> _What you should do_: Transcribe the listing exactly, leaving out every picture.

> _Exercise data_:

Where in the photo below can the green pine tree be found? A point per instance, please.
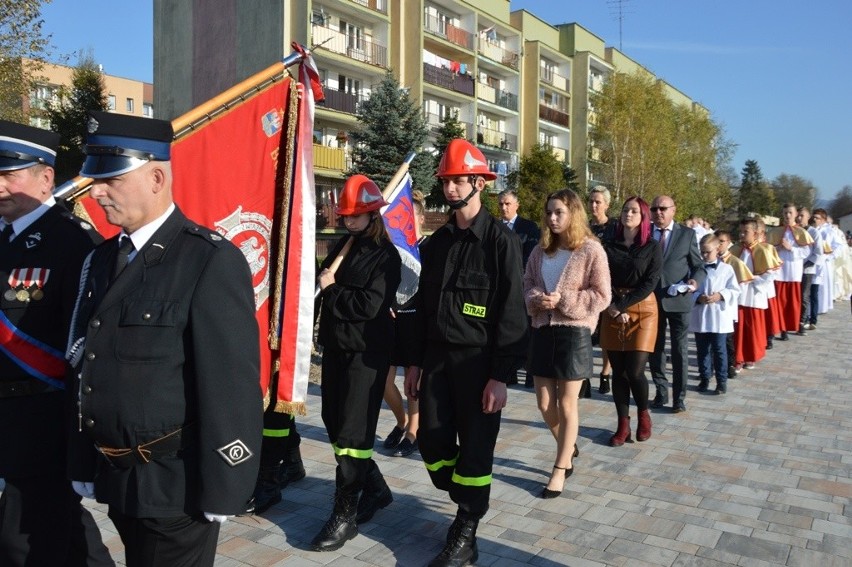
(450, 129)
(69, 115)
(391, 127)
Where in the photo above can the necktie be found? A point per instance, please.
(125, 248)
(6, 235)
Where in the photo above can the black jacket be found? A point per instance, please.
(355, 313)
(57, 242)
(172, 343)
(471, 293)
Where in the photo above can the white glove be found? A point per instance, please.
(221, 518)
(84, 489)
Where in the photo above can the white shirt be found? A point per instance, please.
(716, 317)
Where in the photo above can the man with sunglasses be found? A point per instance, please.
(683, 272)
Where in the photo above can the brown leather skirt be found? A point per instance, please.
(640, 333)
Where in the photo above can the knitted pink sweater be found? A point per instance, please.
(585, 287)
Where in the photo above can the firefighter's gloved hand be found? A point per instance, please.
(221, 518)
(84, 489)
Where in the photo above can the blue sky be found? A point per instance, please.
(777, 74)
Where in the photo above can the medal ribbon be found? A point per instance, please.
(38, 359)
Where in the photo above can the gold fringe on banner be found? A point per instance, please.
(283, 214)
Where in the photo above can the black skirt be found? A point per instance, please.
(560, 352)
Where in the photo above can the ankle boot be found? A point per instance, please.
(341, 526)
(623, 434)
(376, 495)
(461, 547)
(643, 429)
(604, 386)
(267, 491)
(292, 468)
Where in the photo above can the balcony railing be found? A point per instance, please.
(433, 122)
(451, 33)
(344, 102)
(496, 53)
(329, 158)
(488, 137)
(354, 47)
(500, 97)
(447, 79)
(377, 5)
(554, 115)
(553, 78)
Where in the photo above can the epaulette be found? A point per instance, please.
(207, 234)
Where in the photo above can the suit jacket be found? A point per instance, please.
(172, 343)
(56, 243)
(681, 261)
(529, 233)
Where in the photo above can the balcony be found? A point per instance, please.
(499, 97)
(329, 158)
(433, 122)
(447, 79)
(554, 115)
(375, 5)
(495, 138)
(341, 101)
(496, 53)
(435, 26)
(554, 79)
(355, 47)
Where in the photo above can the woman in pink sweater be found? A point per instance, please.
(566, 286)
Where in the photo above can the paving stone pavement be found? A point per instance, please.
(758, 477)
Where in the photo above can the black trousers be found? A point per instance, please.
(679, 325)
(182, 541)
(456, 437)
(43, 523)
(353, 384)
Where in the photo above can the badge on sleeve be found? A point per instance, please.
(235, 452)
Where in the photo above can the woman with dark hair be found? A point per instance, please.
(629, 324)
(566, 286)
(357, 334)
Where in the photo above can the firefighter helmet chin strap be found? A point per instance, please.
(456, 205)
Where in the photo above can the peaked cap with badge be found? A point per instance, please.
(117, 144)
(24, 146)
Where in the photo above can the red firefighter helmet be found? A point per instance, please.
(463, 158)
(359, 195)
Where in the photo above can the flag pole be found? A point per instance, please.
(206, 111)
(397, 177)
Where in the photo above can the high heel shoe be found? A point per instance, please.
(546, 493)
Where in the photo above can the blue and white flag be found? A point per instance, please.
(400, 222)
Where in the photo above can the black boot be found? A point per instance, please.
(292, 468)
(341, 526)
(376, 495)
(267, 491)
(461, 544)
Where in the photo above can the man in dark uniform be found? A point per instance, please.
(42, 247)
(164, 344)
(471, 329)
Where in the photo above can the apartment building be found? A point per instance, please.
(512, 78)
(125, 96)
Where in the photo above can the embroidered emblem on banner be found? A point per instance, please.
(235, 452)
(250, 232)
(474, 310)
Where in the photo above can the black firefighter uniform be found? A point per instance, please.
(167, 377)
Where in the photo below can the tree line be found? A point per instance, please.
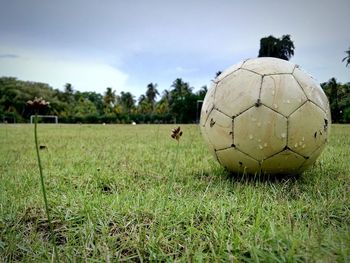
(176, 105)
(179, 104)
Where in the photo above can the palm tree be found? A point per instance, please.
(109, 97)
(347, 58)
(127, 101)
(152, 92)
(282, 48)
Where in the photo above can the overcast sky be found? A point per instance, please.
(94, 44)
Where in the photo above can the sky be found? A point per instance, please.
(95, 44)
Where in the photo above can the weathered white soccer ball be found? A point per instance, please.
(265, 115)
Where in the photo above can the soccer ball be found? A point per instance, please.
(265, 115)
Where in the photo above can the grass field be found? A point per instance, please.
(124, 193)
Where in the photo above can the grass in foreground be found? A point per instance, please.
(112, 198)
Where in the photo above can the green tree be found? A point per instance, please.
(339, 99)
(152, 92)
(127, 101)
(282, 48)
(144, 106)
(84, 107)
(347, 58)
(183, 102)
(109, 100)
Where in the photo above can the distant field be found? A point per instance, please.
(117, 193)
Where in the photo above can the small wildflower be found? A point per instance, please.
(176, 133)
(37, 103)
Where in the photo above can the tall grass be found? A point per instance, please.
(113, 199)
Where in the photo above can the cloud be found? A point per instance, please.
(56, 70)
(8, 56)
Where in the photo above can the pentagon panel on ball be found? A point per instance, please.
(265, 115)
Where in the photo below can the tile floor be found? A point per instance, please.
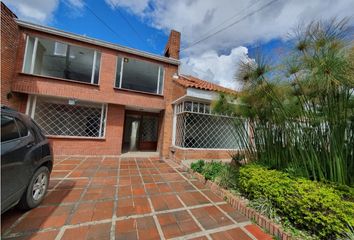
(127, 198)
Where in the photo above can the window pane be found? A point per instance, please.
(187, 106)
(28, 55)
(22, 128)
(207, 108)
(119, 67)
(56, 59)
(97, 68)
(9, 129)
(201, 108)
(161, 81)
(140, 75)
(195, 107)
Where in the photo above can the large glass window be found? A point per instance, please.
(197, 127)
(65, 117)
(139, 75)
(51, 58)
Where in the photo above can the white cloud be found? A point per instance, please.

> _Solution_:
Where in the photo below can the green pine tree be found? A point per instance, please.
(450, 129)
(69, 115)
(391, 127)
Where in the photo above can the necktie be found? A point per instance, please.
(125, 248)
(6, 235)
Where in the photo above can the black jacket be found? A point per instance, please.
(355, 313)
(57, 242)
(172, 343)
(471, 293)
Where in the photo above can the white glove be found? A point per instance, please.
(221, 518)
(84, 489)
Where in the photo above can the white shirt be found? A point per instance, please.
(716, 317)
Where in the photo above can the man with sunglasses be found? A point per instance, please.
(683, 272)
Where in the photo above can the brown leather skirt be found? A point per instance, please.
(640, 333)
Where in the photo above can the knitted pink sweater be found? A point per instance, please.
(585, 287)
Where in the photo above can the firefighter's gloved hand be found? A point per instance, please.
(221, 518)
(84, 489)
Where in the photo above can the blue sky be found? A point per instance, please.
(777, 74)
Where in the photo above can the medal ribbon be found? A point per instance, please.
(38, 359)
Where in the photo above can the gold fringe on banner be found? A point per instance, please.
(283, 214)
Where in the photo above can the black skirt be found? A point per instance, please.
(560, 352)
Where in the photo above can the ankle boot be found? A point per instance, please.
(341, 526)
(623, 434)
(376, 495)
(461, 547)
(643, 429)
(604, 386)
(267, 491)
(292, 468)
Where in the photo above can the balcony railing be found? A point per instance, please.
(433, 122)
(451, 33)
(344, 102)
(496, 53)
(329, 158)
(488, 137)
(354, 47)
(500, 97)
(447, 79)
(377, 5)
(554, 115)
(553, 78)
Where in the photo above can the epaulette be found? A point per instance, please.
(207, 234)
Where in the photo above can the suit jacket be found? A point per instance, please.
(172, 343)
(56, 243)
(681, 261)
(529, 233)
Where in the photo above can the balcony be found? A point per instance, please.
(499, 97)
(329, 158)
(433, 122)
(447, 79)
(554, 115)
(375, 5)
(495, 138)
(341, 101)
(496, 53)
(435, 26)
(554, 79)
(355, 47)
Where in the photo above can the woman in pink sweater be found? A point per instance, please.
(566, 286)
Where in the photo above can the paving stone pavement be found? A point per instance, please.
(758, 477)
Where in the photo above can the black trousers be found? A point per instance, please.
(679, 325)
(182, 541)
(456, 437)
(43, 523)
(353, 384)
Where in the photo above can the badge on sleeve be found? A point per instance, please.
(235, 452)
Where in the photo above can the woman with dark hair be found? A point per instance, please.
(629, 324)
(566, 286)
(357, 334)
Where in the photo above can the firefighter helmet chin strap be found? A point per instance, please.
(456, 205)
Where in the photo above can the peaked cap with badge be found? A point per instance, please.
(117, 144)
(24, 146)
Where in the photo above can the red firefighter helmet be found? A point per instance, please.
(463, 158)
(359, 195)
Where in the photo above can the flag pole be found? A point per instance, please.
(206, 111)
(397, 177)
Where in the photo above can the high heel shoe be found? A point per instance, please.
(546, 493)
Where in the photo above can the blue and white flag be found? A point per instance, please.
(400, 222)
Where in the photo above can the black boot be found? A point per instance, please.
(292, 468)
(341, 526)
(376, 495)
(267, 491)
(461, 544)
Where in the photo above can the man in dark uniform be found? A point per instance, please.
(42, 247)
(164, 344)
(471, 329)
Where in the photo above can the apartment building be found? A point per instance, please.
(512, 78)
(125, 96)
Where in the photo above can the embroidered emblem on banner be found? A point per instance, please.
(235, 452)
(250, 232)
(474, 310)
Where in the photo above can the black firefighter uniform be found? A point per instance, please.
(167, 377)
Where in the photo below can the tree line be found? A point per instance, please.
(176, 105)
(179, 104)
Where in the photo above can the palm tree be found? A point per instance, please.
(109, 97)
(347, 58)
(127, 101)
(152, 92)
(282, 48)
Where in the photo above can the overcast sky be found? A point per instance, please.
(94, 44)
Where in the photo above can the sky be found? A point per instance, please.
(95, 44)
Where in the photo above can the weathered white soccer ball be found? A point per instance, please.
(265, 115)
Where in the photo above can the soccer ball be found? A point per instance, please.
(265, 115)
Where in the photo above can the grass field be found? A point per instance, please.
(124, 193)
Where in the photo above can the grass in foreground be found? A point per instance, please.
(112, 198)
Where in the photo above can the green tree be found? A point per instance, please.
(339, 99)
(152, 92)
(127, 101)
(282, 48)
(144, 106)
(84, 107)
(347, 58)
(183, 102)
(109, 100)
Where in the photo above can the distant field be found? A point per instance, please.
(117, 193)
Where in the photo above can the small wildflower be found? A point per instance, please.
(176, 133)
(37, 103)
Where in the photo above can the tall grass be found? A point per instance, please.
(113, 199)
Where in the photo above can the cloud be found? A point per instance, please.
(56, 70)
(8, 56)
Where in the photo above can the pentagon panel on ball be found? A point per instance, please.
(265, 115)
Where in the photo below can the tile floor be found? A point per instance, please.
(127, 198)
Where in the photo above can the window pane be found? A point per instance, please.
(187, 106)
(28, 55)
(22, 128)
(207, 108)
(119, 67)
(56, 59)
(97, 68)
(9, 129)
(201, 108)
(161, 81)
(140, 75)
(195, 107)
Where in the photo above can the large glass window be found? A point per instance, please.
(197, 127)
(65, 117)
(139, 75)
(51, 58)
Where in the photo above can the white cloud be found? A point per instance, please.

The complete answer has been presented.